— Directions —
Extract the lines starting with the one that contains "One point lands on each instance of the plaid" and continuing through the end of the records, and reproduce them word for word.

— Given records —
+--

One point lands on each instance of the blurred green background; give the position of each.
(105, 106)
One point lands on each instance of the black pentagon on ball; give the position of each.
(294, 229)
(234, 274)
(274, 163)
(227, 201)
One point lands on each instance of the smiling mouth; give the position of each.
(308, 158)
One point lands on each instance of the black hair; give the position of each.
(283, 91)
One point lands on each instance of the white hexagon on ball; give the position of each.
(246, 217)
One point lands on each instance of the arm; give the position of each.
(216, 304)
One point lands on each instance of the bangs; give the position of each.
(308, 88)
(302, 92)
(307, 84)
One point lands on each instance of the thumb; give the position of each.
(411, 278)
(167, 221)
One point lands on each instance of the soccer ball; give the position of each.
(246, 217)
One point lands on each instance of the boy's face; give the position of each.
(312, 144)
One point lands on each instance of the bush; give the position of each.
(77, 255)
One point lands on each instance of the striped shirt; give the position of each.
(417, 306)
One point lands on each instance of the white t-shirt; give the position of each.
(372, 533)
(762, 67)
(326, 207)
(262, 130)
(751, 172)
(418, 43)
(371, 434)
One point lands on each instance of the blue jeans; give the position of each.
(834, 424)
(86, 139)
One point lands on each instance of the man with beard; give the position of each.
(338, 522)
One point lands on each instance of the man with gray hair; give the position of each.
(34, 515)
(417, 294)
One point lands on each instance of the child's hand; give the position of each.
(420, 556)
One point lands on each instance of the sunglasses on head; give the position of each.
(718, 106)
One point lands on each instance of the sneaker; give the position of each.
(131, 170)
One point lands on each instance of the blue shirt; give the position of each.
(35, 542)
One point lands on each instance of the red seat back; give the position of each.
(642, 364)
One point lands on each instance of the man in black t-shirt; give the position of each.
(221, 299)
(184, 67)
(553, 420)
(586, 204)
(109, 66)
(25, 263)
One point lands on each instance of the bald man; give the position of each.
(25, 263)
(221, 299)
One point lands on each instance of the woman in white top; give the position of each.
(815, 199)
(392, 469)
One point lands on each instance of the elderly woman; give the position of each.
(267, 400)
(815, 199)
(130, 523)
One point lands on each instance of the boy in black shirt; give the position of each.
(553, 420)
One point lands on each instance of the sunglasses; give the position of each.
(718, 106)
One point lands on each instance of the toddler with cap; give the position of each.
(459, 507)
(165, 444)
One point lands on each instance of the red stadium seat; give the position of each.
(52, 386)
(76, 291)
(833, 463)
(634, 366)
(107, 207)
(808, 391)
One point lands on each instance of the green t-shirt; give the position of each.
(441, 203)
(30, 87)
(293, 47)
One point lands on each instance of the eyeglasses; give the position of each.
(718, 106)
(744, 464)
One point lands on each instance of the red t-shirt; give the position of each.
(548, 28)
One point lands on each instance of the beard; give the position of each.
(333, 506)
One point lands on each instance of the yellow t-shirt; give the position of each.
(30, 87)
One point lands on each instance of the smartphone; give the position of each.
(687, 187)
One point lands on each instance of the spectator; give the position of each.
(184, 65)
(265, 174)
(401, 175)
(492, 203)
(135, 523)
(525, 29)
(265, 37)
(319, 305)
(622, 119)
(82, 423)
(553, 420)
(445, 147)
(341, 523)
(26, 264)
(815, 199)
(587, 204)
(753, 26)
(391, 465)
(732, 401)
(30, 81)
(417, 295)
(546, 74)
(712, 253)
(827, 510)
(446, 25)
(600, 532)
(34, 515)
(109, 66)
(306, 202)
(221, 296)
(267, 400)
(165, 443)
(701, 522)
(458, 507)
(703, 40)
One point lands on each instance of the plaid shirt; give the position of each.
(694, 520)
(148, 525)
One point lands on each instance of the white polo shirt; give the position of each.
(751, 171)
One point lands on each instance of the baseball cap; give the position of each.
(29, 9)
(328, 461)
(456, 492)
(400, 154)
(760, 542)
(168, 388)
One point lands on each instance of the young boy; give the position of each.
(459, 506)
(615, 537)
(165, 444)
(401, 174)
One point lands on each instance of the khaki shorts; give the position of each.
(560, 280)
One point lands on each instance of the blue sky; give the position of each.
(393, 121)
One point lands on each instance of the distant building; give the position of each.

+--

— Solution for this task —
One point lands on each instance of the plaid shirt; give the position of each.
(694, 520)
(148, 525)
One point lands on each instance of the white polo shirt; give the position of each.
(751, 171)
One point lands on each instance of the baseball cap; give the position of each.
(29, 9)
(328, 461)
(456, 492)
(400, 154)
(760, 542)
(168, 388)
One point lands on each instance of the young boy; give the position of each.
(459, 506)
(615, 537)
(165, 444)
(401, 174)
One point lands on each instance of the khaki shorts; give the position of each.
(560, 280)
One point lands on each instance of the blue sky; give the position of each.
(393, 121)
One point lands on each instance of the distant building; give the position of each.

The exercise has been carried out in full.